Stated task: Rewrite in full the part that opens with the line containing "Reviewer note: every instance of the stainless" and runs through the end of the lines below, adding 49 to every number in the point coordinates given as answers.

Location identification lines:
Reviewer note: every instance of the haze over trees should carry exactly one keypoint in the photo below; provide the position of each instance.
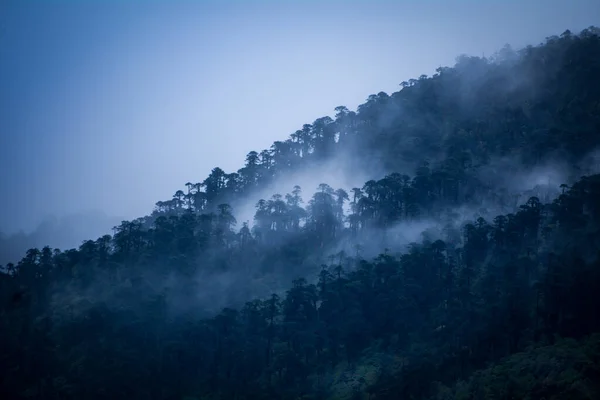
(468, 267)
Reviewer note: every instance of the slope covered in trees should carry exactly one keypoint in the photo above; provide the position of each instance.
(453, 256)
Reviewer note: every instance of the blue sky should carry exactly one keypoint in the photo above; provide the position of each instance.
(114, 105)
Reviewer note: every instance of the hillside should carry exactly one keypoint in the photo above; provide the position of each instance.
(459, 228)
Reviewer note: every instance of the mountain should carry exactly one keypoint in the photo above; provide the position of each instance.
(466, 266)
(64, 233)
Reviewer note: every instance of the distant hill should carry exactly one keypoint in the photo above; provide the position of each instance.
(63, 233)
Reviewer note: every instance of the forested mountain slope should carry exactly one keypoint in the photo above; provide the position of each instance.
(481, 254)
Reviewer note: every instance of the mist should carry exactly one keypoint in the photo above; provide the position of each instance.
(112, 107)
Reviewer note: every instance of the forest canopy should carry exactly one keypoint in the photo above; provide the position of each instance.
(467, 265)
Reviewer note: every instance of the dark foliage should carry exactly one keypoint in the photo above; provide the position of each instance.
(477, 309)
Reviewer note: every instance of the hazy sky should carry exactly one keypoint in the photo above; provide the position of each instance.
(114, 105)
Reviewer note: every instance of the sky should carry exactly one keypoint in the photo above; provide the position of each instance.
(114, 105)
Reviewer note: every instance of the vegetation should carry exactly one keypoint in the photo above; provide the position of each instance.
(502, 304)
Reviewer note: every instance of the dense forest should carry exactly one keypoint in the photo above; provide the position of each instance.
(467, 266)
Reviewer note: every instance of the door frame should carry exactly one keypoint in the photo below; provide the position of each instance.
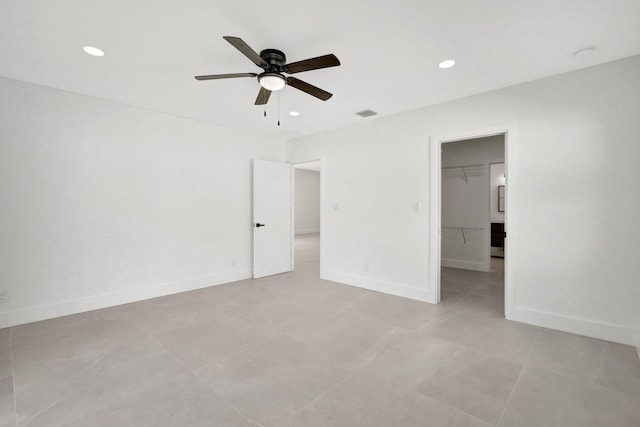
(322, 203)
(435, 142)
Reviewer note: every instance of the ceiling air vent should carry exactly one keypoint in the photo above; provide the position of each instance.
(366, 113)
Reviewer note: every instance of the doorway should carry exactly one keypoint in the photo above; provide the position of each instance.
(307, 217)
(462, 268)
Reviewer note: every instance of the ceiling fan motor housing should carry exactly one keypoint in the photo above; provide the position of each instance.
(275, 58)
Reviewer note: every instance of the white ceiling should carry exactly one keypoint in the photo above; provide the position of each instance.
(389, 51)
(310, 166)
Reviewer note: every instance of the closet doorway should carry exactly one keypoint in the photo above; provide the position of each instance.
(470, 219)
(307, 217)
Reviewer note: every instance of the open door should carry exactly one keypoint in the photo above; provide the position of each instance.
(272, 222)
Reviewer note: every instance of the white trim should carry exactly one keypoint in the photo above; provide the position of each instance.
(575, 325)
(435, 142)
(376, 285)
(64, 308)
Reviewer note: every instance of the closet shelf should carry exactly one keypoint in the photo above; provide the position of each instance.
(465, 171)
(464, 237)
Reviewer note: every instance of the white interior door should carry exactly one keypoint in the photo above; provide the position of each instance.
(272, 222)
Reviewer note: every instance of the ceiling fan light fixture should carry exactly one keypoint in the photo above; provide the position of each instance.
(93, 51)
(447, 64)
(271, 81)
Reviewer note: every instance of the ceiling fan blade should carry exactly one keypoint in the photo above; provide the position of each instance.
(246, 50)
(313, 64)
(308, 88)
(225, 76)
(263, 96)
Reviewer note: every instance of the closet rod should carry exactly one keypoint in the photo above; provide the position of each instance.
(463, 166)
(464, 237)
(464, 170)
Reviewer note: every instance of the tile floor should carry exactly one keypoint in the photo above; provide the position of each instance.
(293, 350)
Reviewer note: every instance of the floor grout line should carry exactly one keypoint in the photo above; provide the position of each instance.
(515, 385)
(13, 375)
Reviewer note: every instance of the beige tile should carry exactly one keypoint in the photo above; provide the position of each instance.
(503, 338)
(291, 312)
(50, 395)
(7, 403)
(181, 402)
(274, 380)
(413, 360)
(203, 343)
(349, 336)
(491, 305)
(364, 400)
(5, 353)
(402, 312)
(478, 384)
(620, 369)
(572, 355)
(545, 398)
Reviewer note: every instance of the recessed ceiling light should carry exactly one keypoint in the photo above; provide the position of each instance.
(93, 51)
(447, 64)
(584, 52)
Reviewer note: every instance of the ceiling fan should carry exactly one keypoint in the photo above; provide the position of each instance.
(273, 62)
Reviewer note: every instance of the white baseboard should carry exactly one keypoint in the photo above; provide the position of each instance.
(308, 231)
(64, 308)
(466, 265)
(589, 328)
(376, 285)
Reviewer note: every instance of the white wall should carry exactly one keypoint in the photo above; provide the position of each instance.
(103, 203)
(307, 201)
(465, 202)
(573, 200)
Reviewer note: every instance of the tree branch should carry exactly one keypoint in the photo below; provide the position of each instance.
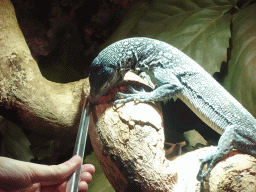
(26, 97)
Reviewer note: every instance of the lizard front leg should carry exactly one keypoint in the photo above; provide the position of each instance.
(238, 137)
(169, 87)
(159, 94)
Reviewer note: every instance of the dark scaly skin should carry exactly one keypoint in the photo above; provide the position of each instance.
(176, 74)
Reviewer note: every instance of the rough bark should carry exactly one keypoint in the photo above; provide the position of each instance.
(128, 140)
(26, 97)
(129, 143)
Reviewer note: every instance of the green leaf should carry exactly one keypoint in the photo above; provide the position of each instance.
(241, 79)
(201, 29)
(99, 181)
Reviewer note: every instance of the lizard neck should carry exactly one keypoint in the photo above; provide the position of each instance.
(127, 64)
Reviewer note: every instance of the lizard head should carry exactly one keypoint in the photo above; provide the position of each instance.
(103, 75)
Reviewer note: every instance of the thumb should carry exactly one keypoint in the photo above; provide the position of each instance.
(54, 174)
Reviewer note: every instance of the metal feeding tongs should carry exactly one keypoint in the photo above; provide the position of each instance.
(72, 185)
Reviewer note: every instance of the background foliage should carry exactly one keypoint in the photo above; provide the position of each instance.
(219, 34)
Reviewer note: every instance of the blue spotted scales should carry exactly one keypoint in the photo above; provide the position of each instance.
(175, 74)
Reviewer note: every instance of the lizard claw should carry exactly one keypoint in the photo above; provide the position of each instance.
(134, 91)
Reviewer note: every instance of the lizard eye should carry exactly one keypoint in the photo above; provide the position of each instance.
(106, 85)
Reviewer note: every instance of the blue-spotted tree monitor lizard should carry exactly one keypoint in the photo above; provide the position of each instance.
(176, 74)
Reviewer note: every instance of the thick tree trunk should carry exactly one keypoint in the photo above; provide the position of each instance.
(26, 97)
(128, 140)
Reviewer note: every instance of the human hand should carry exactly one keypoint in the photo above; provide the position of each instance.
(30, 177)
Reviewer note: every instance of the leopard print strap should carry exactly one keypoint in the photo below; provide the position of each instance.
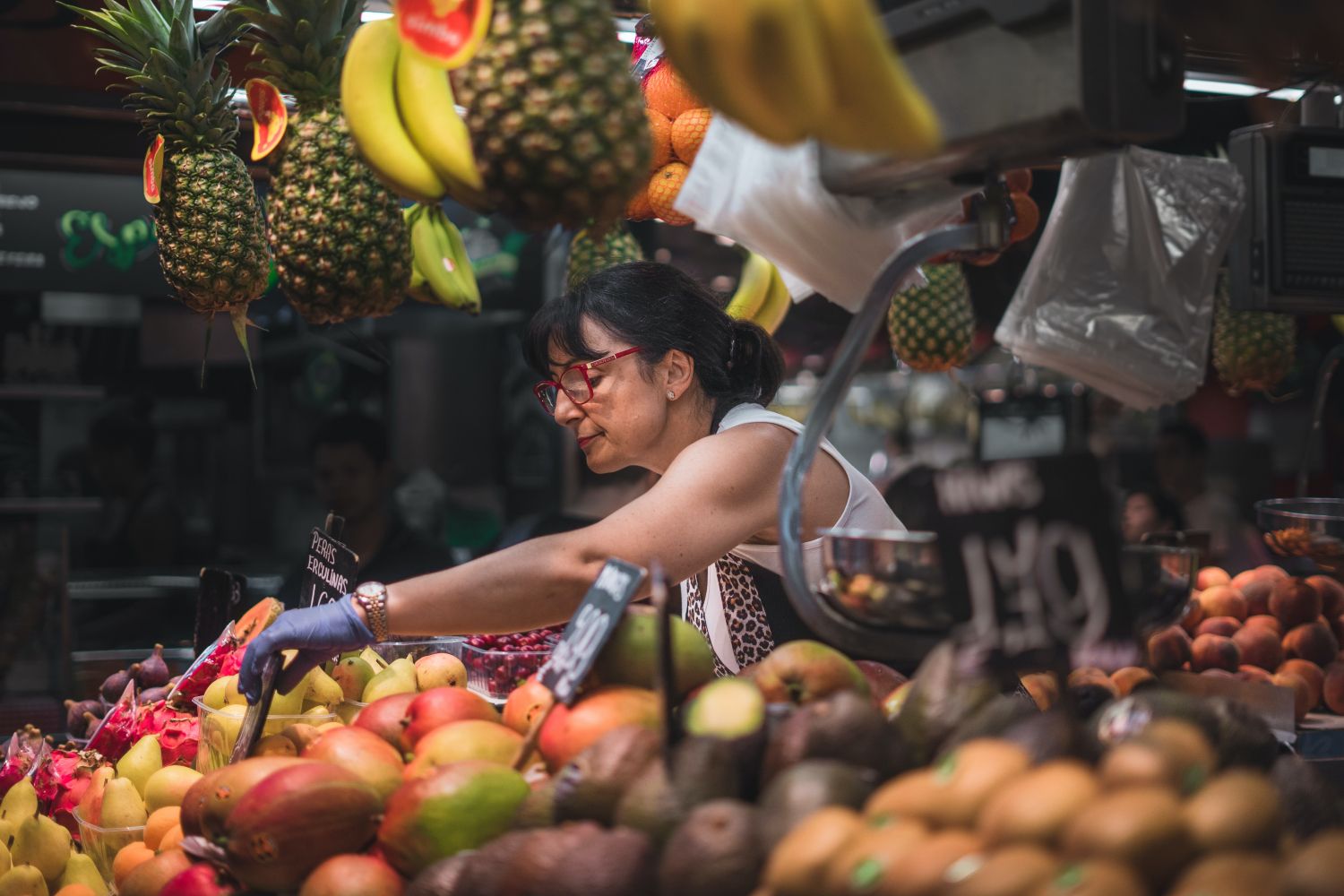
(742, 607)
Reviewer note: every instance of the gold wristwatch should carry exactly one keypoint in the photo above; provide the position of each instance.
(373, 597)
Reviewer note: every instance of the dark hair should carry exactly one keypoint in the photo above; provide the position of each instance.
(1190, 435)
(352, 429)
(1164, 505)
(659, 308)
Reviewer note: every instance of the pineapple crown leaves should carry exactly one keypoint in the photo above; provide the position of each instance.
(301, 43)
(169, 66)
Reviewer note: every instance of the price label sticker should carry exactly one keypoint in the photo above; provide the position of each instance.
(1031, 560)
(328, 573)
(590, 629)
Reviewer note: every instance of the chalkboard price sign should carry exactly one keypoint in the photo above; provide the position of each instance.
(1031, 559)
(590, 629)
(328, 573)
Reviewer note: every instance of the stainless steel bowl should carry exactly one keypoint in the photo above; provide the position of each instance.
(1309, 528)
(887, 579)
(1158, 581)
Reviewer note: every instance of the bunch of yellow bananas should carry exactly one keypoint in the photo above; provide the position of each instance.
(797, 69)
(761, 296)
(441, 271)
(405, 123)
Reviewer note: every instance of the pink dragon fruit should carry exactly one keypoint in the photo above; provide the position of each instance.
(204, 669)
(179, 732)
(62, 780)
(26, 750)
(117, 729)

Result:
Reviewer note: every instance of the stainless steel bowl should carry exactly one keypoint in the photo above; provide the position of each instance.
(1358, 577)
(936, 628)
(1207, 630)
Reviewer note: every instance of the bunch of yellow bananas should carry exactly one keypoint in the photo above; provide the position of each instance.
(846, 118)
(810, 345)
(490, 320)
(454, 172)
Reviewer note: every instance of the pink dragon fruit should carry exactly one keypoint in the photo above; provide the position of each instance.
(253, 718)
(228, 781)
(111, 829)
(75, 799)
(166, 778)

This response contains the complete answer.